(Work required): Using the data below, gather each line that includes the word "printed".

Top of Available data

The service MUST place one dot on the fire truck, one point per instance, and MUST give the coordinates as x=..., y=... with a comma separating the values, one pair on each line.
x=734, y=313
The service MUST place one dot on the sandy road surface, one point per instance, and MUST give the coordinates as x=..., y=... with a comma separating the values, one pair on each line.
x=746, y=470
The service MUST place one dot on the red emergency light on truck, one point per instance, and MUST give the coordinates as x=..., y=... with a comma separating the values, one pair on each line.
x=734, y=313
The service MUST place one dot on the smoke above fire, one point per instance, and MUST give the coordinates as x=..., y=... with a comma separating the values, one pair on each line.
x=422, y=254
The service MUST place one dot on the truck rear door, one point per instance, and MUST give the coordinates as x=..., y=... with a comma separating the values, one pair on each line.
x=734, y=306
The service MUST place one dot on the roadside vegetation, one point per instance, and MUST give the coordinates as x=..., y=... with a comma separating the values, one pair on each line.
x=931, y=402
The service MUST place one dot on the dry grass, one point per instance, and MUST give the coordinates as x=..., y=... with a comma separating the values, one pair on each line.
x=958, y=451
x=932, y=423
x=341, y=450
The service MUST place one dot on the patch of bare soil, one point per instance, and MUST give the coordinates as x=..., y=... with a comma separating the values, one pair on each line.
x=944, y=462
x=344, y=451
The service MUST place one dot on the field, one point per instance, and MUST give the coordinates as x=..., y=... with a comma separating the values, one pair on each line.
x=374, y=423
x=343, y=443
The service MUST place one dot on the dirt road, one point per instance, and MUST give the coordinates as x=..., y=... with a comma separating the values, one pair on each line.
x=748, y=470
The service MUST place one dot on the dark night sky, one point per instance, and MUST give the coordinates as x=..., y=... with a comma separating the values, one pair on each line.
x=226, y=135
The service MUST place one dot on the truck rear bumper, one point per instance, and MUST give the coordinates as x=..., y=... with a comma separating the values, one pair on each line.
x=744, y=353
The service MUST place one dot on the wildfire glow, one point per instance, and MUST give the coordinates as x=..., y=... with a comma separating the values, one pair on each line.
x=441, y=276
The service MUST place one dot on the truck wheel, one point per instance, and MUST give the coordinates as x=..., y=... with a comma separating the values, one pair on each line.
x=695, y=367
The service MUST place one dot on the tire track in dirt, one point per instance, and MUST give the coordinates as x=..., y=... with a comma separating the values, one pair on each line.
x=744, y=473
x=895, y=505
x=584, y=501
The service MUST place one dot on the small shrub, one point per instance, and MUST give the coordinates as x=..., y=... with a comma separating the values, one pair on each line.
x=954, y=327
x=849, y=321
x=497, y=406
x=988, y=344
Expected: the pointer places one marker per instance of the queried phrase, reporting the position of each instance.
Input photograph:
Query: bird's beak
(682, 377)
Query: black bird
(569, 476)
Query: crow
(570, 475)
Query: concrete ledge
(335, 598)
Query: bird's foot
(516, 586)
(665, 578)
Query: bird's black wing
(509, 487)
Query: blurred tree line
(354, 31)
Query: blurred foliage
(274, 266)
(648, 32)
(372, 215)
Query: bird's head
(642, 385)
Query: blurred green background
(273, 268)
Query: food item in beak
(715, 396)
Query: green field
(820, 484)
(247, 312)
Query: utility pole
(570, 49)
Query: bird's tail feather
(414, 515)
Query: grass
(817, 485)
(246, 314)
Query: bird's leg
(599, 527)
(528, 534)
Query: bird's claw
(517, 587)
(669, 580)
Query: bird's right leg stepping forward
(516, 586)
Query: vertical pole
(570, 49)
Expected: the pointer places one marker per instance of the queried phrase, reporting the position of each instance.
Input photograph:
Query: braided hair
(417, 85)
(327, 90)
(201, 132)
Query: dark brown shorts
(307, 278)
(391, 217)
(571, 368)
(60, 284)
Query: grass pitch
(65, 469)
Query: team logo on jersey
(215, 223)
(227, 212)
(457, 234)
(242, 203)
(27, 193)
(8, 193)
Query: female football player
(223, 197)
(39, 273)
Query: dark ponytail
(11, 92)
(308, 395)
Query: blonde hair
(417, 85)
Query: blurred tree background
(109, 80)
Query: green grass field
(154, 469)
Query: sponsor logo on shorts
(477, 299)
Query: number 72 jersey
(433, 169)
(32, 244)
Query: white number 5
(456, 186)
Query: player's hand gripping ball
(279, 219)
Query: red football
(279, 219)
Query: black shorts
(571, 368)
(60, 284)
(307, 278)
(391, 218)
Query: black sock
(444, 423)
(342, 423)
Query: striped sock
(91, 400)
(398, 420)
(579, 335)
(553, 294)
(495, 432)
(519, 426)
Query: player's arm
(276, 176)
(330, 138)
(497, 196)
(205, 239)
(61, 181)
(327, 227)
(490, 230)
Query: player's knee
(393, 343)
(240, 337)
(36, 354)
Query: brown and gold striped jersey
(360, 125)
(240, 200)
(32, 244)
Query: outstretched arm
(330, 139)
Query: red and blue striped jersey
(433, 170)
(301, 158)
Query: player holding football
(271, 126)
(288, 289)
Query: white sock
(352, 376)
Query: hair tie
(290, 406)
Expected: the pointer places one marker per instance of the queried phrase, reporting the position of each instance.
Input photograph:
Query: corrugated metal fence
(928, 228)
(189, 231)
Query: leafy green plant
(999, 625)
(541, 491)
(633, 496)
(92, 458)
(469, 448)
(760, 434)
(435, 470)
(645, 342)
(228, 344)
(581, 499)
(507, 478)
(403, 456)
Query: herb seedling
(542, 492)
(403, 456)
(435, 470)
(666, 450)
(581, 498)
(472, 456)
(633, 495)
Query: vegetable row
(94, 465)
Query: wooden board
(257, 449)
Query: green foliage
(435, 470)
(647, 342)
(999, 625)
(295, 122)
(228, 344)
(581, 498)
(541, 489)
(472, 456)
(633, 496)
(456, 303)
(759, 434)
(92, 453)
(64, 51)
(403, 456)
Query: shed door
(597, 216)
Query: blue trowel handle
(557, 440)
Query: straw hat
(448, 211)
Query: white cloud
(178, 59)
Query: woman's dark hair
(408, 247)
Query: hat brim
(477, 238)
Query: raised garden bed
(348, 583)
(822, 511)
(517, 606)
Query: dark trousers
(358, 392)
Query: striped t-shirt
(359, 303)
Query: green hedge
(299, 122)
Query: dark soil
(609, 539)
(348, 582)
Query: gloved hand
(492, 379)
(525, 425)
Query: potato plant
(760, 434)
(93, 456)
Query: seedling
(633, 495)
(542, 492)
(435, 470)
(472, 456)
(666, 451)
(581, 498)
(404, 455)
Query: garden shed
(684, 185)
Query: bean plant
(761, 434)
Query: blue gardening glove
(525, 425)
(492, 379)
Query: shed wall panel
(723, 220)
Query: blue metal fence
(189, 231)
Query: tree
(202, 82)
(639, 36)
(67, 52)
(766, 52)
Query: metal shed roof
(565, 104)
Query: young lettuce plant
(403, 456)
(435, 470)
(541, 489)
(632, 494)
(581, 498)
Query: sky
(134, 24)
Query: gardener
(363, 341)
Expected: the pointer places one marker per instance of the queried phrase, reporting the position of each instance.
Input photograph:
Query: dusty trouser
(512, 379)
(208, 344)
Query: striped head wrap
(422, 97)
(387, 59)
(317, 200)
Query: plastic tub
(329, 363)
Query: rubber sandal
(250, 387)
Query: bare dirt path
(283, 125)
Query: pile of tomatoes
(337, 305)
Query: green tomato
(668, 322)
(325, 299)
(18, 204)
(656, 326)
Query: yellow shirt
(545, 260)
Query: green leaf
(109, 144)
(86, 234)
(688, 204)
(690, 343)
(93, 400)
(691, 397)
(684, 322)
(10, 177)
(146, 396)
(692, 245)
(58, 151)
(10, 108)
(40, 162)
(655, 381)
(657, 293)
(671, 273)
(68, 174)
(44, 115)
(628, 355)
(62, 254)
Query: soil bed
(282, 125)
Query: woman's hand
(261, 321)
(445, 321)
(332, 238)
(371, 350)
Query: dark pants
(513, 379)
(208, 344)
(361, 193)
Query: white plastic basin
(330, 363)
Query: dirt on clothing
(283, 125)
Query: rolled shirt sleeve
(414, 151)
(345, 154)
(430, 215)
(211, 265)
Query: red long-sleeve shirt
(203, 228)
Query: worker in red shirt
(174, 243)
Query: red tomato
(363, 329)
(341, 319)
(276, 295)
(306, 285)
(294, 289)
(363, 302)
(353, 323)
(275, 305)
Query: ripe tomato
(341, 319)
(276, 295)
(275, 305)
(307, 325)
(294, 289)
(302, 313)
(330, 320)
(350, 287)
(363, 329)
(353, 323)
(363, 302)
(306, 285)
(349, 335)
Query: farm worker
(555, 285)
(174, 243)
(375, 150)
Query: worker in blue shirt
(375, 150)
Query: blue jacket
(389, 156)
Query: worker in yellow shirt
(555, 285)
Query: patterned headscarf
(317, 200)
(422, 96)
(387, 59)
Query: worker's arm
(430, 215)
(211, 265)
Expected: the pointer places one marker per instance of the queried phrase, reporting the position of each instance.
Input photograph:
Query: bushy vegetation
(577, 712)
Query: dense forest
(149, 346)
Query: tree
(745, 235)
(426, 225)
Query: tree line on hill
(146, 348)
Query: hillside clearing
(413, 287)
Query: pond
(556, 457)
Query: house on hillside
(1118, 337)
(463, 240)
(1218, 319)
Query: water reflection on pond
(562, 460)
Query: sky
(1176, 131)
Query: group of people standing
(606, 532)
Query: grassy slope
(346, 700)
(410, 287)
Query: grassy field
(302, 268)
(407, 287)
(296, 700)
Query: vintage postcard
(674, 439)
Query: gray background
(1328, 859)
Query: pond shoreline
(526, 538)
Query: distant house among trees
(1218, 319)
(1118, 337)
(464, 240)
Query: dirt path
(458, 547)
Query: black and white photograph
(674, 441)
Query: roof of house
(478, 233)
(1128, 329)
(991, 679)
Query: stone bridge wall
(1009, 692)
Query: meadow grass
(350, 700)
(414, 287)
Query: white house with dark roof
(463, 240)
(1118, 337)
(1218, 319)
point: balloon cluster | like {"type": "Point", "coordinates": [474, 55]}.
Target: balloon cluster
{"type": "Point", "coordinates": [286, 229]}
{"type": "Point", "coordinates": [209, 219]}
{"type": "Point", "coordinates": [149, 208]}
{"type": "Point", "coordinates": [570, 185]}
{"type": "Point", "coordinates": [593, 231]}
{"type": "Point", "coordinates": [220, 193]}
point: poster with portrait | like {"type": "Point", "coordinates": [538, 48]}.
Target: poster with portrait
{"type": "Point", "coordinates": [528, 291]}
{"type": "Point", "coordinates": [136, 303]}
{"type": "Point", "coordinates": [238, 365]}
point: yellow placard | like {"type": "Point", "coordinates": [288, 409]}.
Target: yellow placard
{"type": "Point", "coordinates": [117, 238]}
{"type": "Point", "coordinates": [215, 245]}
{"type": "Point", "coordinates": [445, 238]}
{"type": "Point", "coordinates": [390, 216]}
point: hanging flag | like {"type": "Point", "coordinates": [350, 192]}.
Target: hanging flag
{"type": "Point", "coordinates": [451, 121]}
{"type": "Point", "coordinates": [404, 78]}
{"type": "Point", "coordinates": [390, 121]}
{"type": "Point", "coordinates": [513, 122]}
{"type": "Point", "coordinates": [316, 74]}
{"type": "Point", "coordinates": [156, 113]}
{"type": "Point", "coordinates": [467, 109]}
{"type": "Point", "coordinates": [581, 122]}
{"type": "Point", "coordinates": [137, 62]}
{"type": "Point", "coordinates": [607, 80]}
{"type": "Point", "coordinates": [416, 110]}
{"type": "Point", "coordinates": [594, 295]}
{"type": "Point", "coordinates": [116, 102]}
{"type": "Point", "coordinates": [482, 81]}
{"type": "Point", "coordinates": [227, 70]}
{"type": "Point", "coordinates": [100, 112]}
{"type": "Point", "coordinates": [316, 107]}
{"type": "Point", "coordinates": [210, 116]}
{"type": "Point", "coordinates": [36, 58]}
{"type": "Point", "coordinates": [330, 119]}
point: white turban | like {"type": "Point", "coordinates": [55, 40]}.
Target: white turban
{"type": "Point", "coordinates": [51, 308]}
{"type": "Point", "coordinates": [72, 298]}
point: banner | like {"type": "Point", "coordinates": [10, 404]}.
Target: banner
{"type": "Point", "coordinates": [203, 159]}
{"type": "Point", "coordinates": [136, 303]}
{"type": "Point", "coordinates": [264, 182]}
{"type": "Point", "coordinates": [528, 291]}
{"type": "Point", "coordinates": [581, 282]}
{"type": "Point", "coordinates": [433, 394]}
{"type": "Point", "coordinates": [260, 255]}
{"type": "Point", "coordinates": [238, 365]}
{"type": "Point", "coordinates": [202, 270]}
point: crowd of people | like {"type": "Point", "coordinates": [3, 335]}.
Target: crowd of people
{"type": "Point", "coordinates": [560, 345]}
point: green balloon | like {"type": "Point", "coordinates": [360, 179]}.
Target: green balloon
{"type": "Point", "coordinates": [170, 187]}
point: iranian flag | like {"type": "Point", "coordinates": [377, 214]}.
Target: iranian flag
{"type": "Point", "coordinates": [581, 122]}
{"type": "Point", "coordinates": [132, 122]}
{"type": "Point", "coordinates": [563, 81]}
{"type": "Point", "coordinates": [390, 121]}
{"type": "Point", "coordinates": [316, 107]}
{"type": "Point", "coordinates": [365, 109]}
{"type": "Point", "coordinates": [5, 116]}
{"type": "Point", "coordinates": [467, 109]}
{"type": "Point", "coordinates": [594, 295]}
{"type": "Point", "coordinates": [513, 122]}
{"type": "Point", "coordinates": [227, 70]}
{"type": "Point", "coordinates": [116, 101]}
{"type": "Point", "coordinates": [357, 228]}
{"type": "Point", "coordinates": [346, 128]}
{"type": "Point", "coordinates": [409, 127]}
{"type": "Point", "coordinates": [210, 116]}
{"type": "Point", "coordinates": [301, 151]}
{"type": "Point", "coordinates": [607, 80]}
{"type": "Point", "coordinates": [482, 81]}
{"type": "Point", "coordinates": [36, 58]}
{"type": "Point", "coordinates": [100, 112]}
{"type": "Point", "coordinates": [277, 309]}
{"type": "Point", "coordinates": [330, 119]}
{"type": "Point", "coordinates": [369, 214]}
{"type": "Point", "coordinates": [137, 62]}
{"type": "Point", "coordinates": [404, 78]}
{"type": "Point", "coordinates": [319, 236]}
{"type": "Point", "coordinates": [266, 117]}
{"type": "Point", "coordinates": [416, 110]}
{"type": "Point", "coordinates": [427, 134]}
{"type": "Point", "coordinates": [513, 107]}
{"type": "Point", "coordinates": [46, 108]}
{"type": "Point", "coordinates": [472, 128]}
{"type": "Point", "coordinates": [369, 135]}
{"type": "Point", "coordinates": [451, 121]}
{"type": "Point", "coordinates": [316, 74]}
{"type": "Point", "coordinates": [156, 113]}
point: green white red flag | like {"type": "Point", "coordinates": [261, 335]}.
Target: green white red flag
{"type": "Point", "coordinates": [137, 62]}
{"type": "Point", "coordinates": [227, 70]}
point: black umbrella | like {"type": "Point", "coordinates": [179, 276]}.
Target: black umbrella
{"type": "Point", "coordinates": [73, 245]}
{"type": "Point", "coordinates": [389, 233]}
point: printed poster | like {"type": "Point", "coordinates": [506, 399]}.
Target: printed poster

Bottom of Available data

(Your solution):
point: printed poster | like {"type": "Point", "coordinates": [506, 399]}.
Target: printed poster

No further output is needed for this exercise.